------ Data provided ------

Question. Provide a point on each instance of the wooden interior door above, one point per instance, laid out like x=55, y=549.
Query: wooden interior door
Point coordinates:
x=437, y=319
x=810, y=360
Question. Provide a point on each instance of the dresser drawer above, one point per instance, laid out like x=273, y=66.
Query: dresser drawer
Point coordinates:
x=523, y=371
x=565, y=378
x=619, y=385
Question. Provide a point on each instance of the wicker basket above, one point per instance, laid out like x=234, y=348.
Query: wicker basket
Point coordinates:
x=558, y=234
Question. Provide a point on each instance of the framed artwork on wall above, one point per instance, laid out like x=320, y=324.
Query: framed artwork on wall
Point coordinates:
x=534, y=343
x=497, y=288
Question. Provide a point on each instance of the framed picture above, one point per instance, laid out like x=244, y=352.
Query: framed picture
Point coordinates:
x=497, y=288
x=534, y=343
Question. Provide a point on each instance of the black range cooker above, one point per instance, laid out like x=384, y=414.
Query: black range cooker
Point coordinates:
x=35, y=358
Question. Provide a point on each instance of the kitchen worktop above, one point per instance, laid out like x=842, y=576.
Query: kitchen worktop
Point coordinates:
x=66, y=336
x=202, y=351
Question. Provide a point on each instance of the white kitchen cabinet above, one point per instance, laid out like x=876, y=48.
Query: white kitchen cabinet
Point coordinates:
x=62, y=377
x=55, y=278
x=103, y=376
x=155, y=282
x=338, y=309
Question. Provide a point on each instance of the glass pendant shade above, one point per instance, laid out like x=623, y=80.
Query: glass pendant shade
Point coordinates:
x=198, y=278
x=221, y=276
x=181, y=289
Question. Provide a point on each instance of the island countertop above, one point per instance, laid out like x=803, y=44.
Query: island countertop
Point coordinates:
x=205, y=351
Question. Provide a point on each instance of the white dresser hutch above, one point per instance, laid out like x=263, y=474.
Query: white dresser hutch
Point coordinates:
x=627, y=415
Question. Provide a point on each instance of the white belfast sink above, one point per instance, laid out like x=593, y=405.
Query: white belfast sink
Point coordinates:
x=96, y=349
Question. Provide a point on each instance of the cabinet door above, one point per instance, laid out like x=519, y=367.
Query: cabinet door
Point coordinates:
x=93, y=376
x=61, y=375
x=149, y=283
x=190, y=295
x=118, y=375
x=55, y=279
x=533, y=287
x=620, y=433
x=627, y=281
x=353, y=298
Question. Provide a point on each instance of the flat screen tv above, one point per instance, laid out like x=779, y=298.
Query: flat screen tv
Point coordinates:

------

> [The task]
Scan the material line by line and report each one that contains "countertop".

> [Solution]
Question. Provide a point on each instance of the island countertop above, one point per instance, laid out like x=803, y=44.
Query: island countertop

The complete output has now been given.